§ **Your task**: Rewrite all of the data below, replacing every "bus" with "coach" and leaving everything else unchanged.

++++

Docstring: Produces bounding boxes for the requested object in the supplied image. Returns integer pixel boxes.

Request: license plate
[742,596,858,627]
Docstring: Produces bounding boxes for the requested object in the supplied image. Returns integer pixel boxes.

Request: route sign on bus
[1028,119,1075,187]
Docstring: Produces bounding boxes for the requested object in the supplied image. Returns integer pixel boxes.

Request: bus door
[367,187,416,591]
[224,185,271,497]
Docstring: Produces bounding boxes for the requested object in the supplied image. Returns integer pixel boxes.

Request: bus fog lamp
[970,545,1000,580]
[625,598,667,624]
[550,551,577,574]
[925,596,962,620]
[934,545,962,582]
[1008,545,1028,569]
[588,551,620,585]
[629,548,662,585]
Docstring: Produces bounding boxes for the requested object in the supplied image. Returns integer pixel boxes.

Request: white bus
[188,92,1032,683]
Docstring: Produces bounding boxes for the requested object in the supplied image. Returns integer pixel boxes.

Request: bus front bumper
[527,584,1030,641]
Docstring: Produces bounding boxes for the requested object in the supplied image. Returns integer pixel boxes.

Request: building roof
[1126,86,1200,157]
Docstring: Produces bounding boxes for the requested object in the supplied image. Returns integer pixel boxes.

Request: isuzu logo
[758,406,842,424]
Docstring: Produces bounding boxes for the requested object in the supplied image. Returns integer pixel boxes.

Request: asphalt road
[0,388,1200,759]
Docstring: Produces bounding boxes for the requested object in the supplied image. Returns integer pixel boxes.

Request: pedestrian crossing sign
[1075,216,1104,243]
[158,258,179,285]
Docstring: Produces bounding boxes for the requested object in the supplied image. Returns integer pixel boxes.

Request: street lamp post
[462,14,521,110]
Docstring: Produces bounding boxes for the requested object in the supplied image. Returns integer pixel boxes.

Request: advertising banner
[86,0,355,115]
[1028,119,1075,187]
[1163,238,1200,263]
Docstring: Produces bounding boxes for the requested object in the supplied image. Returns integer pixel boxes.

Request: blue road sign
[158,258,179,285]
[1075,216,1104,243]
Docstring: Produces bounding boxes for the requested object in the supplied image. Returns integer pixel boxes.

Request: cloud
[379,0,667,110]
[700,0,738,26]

++++

§ **The response**:
Docstring: Produces bounding boxes for the requested object in the supplied image. Returns integer pixel boxes.

Request: license plate
[742,596,858,627]
Docstring: Produces bounding boxes for the requested object in the supplied image. Returns integer pixel boxes.

Request: route sign on coach
[1028,119,1075,187]
Docstring: Produces bounding boxes for the requested object in the supplied image. Returns integer pixel boxes.

Request: coach door
[367,187,416,591]
[224,185,271,497]
Docstring: Produces bounding boxes for the requested object in the supplied image. Returns integer pixel boxes.

Request: coach fog lamp
[970,545,1000,580]
[625,598,667,624]
[550,551,577,574]
[925,596,962,620]
[934,545,962,582]
[1008,545,1028,569]
[588,551,620,585]
[629,548,662,585]
Docstring: Produces bounding boxes for the requested object in the supplied image. Returns integer pixel boxes.

Request: white coach
[188,92,1032,683]
Docstring: Produces bounding boxes for the requested object in the supplied image. Returns integer pixel boxes.

Request: coach front bumper
[527,584,1030,641]
Docstring: Produces bounding boxes for the requested object in the supplied image. Returns integer pixel boxes.

Request: building roof
[1126,86,1200,157]
Docstring: Produces bounding boxes for the requested object in the supplied image. Returns integer pixel boxes.

Request: isuzu logo
[758,406,842,424]
Docstring: Produces bounding boxes for the requested object in the supplied image. Returns integer pixel boxes.

Request: asphalt road
[0,388,1200,759]
Docstring: Produces bounding boxes for the requested object in the supplied image. Returns integer pixel boxes.

Request: pedestrian crossing sign
[1075,216,1104,243]
[158,258,179,285]
Docstring: Produces bounding boxes for the requested object in the supplied image. Returns integer pixel boxes.

Request: street lamp post
[462,14,521,110]
Docstring: Produces bounding boxes for the requested object in the supplied image. Returns integer pixel boxes.

Request: advertising banner
[86,0,355,115]
[1028,119,1075,187]
[1163,238,1200,263]
Docstring: Produces bounding boxes for the requested object in the supplied image. Returns integer pixel boxes.

Request: blue road sign
[158,258,179,285]
[1075,216,1104,243]
Docstring: Produces bounding boxes for the requested object in the supplied image. Returns integer pixel boxes.

Request: cloud
[379,0,667,110]
[700,0,738,26]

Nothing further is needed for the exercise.